What is needed
Go through the records and report each line holding the string "surface".

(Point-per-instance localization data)
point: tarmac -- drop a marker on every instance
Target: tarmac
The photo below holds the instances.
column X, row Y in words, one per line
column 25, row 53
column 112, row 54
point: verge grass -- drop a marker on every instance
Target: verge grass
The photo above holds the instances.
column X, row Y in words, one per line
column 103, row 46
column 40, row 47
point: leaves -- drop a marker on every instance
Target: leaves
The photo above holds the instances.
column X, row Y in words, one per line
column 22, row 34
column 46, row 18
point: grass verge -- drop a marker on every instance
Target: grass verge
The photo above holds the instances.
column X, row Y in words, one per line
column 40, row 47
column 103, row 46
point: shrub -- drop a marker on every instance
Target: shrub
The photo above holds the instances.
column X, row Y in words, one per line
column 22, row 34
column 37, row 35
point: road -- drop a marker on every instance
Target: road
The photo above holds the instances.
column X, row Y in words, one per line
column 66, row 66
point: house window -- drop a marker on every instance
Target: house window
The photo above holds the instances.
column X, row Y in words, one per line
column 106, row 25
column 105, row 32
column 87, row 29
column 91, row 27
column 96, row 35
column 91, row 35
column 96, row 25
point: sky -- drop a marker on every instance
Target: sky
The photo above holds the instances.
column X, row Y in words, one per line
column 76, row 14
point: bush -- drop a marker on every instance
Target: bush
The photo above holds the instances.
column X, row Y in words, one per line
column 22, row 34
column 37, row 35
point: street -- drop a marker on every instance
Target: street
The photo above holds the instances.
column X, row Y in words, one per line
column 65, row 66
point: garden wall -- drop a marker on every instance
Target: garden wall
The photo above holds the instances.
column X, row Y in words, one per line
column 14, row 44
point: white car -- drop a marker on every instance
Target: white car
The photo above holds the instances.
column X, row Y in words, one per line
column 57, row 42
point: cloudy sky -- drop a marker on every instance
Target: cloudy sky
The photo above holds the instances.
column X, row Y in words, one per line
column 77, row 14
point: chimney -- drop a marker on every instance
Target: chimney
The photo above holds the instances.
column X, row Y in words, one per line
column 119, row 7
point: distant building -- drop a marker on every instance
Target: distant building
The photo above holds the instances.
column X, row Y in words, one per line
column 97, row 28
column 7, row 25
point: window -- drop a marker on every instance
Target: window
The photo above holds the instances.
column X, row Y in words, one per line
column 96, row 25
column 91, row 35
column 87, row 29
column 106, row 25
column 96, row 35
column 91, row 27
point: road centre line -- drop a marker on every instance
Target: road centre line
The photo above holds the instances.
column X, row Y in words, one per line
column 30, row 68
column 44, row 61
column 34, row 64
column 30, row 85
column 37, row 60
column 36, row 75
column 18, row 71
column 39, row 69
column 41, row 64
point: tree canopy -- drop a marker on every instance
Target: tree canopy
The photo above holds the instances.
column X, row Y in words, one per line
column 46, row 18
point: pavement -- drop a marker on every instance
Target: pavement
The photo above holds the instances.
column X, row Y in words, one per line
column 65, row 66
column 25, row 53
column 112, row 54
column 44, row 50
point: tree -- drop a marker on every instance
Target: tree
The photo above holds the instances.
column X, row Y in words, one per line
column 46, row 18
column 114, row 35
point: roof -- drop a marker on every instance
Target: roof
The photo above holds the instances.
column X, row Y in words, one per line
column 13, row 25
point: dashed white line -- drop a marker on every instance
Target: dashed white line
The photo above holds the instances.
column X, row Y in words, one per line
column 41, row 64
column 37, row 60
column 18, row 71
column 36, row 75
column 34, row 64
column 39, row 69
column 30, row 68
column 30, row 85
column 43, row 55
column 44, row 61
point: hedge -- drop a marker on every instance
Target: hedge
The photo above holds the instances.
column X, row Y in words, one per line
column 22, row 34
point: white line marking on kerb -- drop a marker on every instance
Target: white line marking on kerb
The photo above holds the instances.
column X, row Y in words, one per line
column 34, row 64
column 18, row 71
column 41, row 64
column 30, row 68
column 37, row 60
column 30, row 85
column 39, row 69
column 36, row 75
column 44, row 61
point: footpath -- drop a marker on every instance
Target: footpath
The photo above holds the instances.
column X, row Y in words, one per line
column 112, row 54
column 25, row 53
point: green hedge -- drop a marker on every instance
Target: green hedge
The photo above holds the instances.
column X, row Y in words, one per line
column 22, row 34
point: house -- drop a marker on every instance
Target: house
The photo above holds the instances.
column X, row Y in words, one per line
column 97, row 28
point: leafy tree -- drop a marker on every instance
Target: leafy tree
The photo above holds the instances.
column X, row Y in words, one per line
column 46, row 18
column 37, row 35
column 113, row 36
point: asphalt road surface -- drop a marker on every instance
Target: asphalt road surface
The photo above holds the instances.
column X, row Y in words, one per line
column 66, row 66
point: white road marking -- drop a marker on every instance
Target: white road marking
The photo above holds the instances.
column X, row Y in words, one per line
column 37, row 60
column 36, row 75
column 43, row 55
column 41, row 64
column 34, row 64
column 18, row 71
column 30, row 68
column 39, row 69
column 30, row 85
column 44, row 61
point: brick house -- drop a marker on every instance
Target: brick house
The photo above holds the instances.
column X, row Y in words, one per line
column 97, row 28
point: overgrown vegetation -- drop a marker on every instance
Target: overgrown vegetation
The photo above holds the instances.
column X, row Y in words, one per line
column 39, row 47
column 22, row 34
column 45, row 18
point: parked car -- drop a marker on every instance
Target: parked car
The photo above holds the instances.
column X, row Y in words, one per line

Completed exercise
point: asphalt road surface -- drop a marker on every instance
Target: asphalt road surface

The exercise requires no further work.